* [TEXTO DE LEITURA]
____
Pretende-se discutir os filmes El Final (1964) e Desarraigo (1965), de Fausto Canel e Memórias do Subdesenvolvimento (1968), de Tomás Gutiérrez Alea. Esses filmes produziram uma ruptura com o papel que o governo imputou ao cinema, ou seja, o de ser um cinema de propaganda. Os diretores propuseram usos à linguagem cinematográfica e construíram discursos que apresentavam dúvidas e críticas aos processos revolucionários. O cinema ao mesmo tempo em que serviu como uma ferramenta das demandas governamentais, também se converteu em uma arena de reflexões e discursos políticos. Em Cuba, a política é o “intertexto inevitável e sempre presente na estética.” (CHANAN, 2004, p. 12).

“Este diálogo permite que a tela do cinema pudesse se tornar mais do que qualquer propaganda ou um espaço de diversão, mas preservar um crucial discurso político, um espaço que envolve grandes setores da população no debate sobre o significado e qualidade de suas vidas.” (CHANAN, 2004, p. 18).

Nesse sentido, uma vez inseridos em um contexto de grandes transformações político-sociais, acompanhadas da construção do Socialismo, os filmes não apenas retrataram esse momento, mas questionaram os rumos da recente revolução.
____
* [DADOS]

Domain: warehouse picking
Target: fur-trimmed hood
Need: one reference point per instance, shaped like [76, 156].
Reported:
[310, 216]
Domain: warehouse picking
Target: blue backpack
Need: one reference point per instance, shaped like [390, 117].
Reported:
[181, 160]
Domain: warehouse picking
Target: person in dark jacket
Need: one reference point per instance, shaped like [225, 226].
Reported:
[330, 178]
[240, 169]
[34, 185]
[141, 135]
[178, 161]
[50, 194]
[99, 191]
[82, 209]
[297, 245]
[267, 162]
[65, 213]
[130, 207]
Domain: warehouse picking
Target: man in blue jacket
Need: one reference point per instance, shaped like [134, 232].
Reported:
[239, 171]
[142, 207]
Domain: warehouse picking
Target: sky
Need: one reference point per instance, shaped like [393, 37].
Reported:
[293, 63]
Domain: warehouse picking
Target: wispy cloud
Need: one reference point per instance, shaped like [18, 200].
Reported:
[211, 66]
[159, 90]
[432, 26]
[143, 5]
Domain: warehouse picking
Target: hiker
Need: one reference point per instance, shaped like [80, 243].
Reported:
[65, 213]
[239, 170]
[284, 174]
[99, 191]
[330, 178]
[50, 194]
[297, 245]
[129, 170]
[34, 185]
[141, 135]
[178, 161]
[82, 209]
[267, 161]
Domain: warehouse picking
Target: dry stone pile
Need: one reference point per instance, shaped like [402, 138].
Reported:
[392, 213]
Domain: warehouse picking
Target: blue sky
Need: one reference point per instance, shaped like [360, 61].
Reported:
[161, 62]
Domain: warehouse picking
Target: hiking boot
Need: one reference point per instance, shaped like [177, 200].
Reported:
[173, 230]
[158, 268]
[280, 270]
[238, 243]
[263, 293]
____
* [ENUNCIADO DA TAREFA]
Diga se cada afirmação a seguir está de acordo com o texto de leitura, respondendo sim ou não e citando literalmente as palavras do texto que decidem a resposta.
1. Memórias do Subdesenvolvimento foi dirigido por Tomás Gutiérrez Alea.
2. Os filmes se limitaram a retratar o momento de transformações em Cuba.
3. El Final é um filme de 1965.
Os dados não têm relação com o texto de leitura.

* [RESPOSTA DA TAREFA]
1. Sim: "Memórias do Subdesenvolvimento (1968), de Tomás Gutiérrez Alea".
2. Não: "os filmes não apenas retrataram esse momento, mas questionaram os rumos da recente revolução".
3. Não: "El Final (1964)".